Reproduce the data below word for word, setting aside any picture it holds.

[[ Input data open ]]

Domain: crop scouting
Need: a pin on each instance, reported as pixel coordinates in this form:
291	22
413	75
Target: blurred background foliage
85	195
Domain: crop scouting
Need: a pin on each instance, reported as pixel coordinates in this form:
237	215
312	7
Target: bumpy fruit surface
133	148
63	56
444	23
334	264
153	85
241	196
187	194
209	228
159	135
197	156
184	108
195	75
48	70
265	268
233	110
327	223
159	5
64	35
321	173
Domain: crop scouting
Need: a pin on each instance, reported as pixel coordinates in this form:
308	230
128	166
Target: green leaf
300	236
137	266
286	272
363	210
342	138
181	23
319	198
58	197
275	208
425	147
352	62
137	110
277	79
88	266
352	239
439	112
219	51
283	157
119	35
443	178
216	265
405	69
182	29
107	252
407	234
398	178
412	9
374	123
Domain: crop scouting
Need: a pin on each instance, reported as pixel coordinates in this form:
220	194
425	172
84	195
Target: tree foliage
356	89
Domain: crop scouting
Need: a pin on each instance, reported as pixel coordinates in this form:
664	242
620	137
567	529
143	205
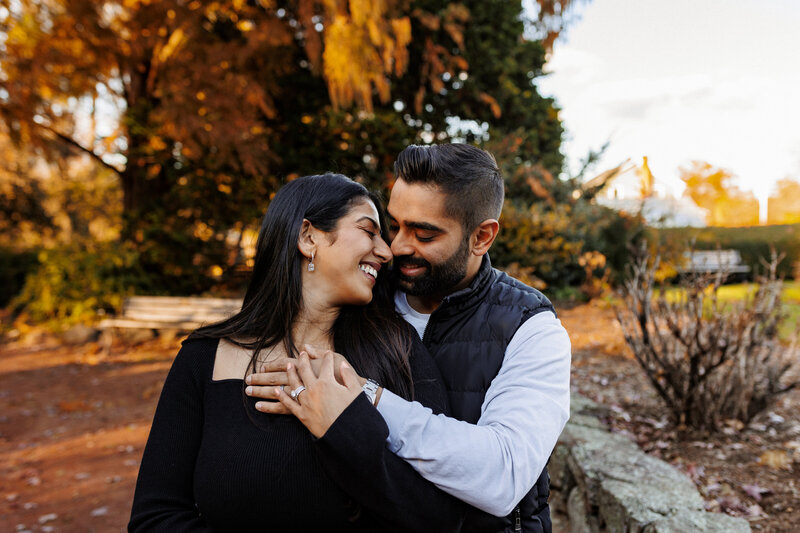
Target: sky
683	80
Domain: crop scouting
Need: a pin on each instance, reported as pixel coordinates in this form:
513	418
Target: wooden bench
714	261
169	313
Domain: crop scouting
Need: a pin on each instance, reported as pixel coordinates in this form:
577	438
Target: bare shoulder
230	361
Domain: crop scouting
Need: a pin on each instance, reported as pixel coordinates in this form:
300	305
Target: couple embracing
348	395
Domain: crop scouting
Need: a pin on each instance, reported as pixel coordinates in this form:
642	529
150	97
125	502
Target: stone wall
601	481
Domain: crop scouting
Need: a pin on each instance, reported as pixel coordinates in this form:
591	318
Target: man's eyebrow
425	226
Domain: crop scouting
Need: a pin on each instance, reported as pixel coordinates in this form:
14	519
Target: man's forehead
416	200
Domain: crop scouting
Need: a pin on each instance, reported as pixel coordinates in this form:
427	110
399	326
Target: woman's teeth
369	270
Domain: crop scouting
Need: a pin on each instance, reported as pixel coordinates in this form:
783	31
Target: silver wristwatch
370	388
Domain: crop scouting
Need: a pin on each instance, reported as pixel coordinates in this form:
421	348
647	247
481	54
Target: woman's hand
323	399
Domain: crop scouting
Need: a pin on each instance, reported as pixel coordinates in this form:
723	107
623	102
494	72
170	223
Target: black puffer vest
467	336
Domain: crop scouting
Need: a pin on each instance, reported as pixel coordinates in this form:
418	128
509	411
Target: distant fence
752	243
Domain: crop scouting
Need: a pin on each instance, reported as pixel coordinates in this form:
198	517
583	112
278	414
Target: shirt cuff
359	421
393	409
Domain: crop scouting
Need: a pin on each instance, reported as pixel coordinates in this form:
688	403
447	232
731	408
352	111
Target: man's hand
321	399
273	373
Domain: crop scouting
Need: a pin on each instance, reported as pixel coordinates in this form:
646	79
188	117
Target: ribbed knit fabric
214	463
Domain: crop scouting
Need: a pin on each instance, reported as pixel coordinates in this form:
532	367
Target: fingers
268	393
275	365
274	408
314	352
291	405
326	370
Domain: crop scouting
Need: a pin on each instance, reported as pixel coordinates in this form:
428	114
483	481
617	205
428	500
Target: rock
700	522
79	334
611	482
629	506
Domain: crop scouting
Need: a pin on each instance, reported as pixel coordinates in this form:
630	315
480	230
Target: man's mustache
408	260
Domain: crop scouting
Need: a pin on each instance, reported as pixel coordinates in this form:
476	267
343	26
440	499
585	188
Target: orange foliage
783	206
712	189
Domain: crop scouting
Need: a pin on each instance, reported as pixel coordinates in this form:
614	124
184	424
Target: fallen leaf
755	492
777	459
47	518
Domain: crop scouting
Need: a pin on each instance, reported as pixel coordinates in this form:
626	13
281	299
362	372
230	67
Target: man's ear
307	240
484	235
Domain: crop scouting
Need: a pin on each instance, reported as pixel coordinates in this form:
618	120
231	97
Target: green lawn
790	297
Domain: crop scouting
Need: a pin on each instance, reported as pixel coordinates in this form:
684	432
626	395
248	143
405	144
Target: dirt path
72	432
73	426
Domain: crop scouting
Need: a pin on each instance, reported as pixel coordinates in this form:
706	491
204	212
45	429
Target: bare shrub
707	359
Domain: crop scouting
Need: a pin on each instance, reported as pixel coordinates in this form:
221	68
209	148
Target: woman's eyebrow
370	219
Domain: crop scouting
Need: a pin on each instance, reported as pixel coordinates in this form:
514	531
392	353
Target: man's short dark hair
468	176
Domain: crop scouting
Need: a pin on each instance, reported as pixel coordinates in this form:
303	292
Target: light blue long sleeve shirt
494	463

[[ Input data closed ]]

Response box
Domain: crop scouting
Need: a pin on each instance, reported as pixel coordinates in this form:
291	22
413	75
Target: blurred background foliage
85	195
Domain: crop scouting
Need: a pin on each instance, reported as pixel coordinates in this form:
237	215
312	7
Target: bumpy fruit surface
133	148
63	56
444	23
334	264
153	85
241	196
187	194
209	228
159	135
197	156
184	108
195	75
48	70
265	268
233	110
327	223
159	5
64	35
321	173
Domain: crop scouting
Need: a pin on each instance, reported as pixel coordinates in this form:
308	230
128	166
Target: green leaf
300	236
137	266
286	272
363	210
342	138
181	23
319	198
58	197
275	208
425	147
352	62
137	110
277	79
88	266
352	239
439	112
219	51
283	157
119	35
443	178
216	265
405	69
182	29
107	252
407	234
398	178
412	9
374	123
Domain: crop scouting
Need: a pin on each instance, reported as pixel coordinates in this form:
220	194
425	172
84	195
Target: tree foliage
356	89
Domain: crop scouting
Need: a pin on each instance, reported as pixel coordinates in this form:
664	242
620	137
567	529
143	205
Target: sky
683	80
Domain: crop scouting
Need: a pin on each instance, reported as pixel coordinates in this form:
513	418
Target: wooden bench
714	261
169	313
Domain: crop scouting
Need: a pin on each instance, reported as pixel coordinates in this form:
577	438
Target: bare shoulder
230	361
Domain: crop scouting
Need: a pin on each instance, reported as pixel coordinates in this form:
300	305
Target: couple embracing
348	395
Domain: crop scouting
Need: a pin on each instance, reported as pixel coordinates in this form:
642	529
150	97
125	502
Target: stone wall
601	481
Domain: crop scouting
Need: a pin on each instance, reported as pixel coordinates in this form:
591	318
Target: man's eyebrow
425	226
Domain: crop scouting
Need: a pin on each instance, reported as pixel coordinates in this form:
14	519
Target: man's forehead
416	200
Domain: crop scouting
Need: a pin on each instance, reported as pixel coordinates in this form:
427	110
399	326
Target: woman's teeth
369	270
Domain: crop scouting
Need: a pin on each instance, reported as pixel coordinates in this form:
783	31
Target: silver wristwatch
370	388
Domain: crop scouting
Need: a pin on each instance, reported as pixel coordinates in this form:
421	348
647	247
481	54
Target: woman's hand
323	399
Domain: crop scouting
Need: a pin on each instance, reported as pixel coordinates in this form:
723	107
623	102
494	72
170	223
Target: black puffer vest
467	336
Domain: crop scouting
Need: a pin on each instance, reported as pixel coordinates in this form:
418	128
509	411
Target: distant fence
752	243
Domain: crop scouting
Need: a pin on each instance, reported as pixel coordinates in this form:
198	517
583	112
278	414
Target: shirt cuff
359	421
393	409
Domain: crop scouting
Need: a pin on each instance, reported as pixel coordinates in this form:
688	403
447	232
731	408
352	111
Target: man's hand
321	399
273	373
Domain: crop scouting
Need: a pin on each instance, reported as pixel coordinates in this form:
646	79
188	117
Target: ribbed knit fabric
214	463
Domain: crop scouting
Need: a pin on each instance, reported as pixel coordinates in this form:
532	367
Target: fingers
268	393
275	365
274	408
314	352
291	405
326	370
Domain: crop scouting
Need: a pin on each instance, reported as pixel coordinates in this form:
428	114
483	481
617	205
428	500
Target: rock
700	522
79	334
611	482
629	506
Domain: crop scouting
Need: a pin on each instance, reported as pixel coordinates in this form:
630	315
480	230
Target: man's mustache
408	260
Domain: crop scouting
Need: a pin on each instance, reported as pixel coordinates in this form:
476	267
343	26
440	499
585	188
Target: orange foliage
783	206
712	189
Domain: crop scouting
Need: a pin on each instance, reported as pixel coordinates in this form:
614	124
184	424
Target: fallen leaf
755	492
777	459
47	518
Domain: crop scouting
Need: a pin on each instance, reported as pixel coordinates in this form:
626	13
281	299
362	372
230	67
Target: man's ear
307	240
484	235
Domain: crop scouting
Need: a pin on each instance, reported as pixel coordinates in this form:
618	120
231	97
Target: green lawn
790	297
Domain: crop scouting
Need: a pin on each instance, reported as pixel coordinates in this form:
684	432
626	395
248	143
405	144
Target: dirt path
72	432
73	426
Domain: crop scouting
Need: a pin on each instance, reported as pixel coordinates in this form:
706	491
204	212
45	429
Target: bare shrub
707	359
Domain: crop scouting
Need: a pin on each instance, reported as pixel coordinates in this form:
221	68
209	148
Target: woman's eyebrow
370	219
Domain: crop scouting
Need: a pin on each instance, reported as pixel coordinates in this form:
514	531
392	353
Target: man's short dark hair
468	176
Domain: crop scouting
Need: a pin on each instance, reported as pixel coordinates in this form:
303	292
Target: light blue long sleeve shirt
494	463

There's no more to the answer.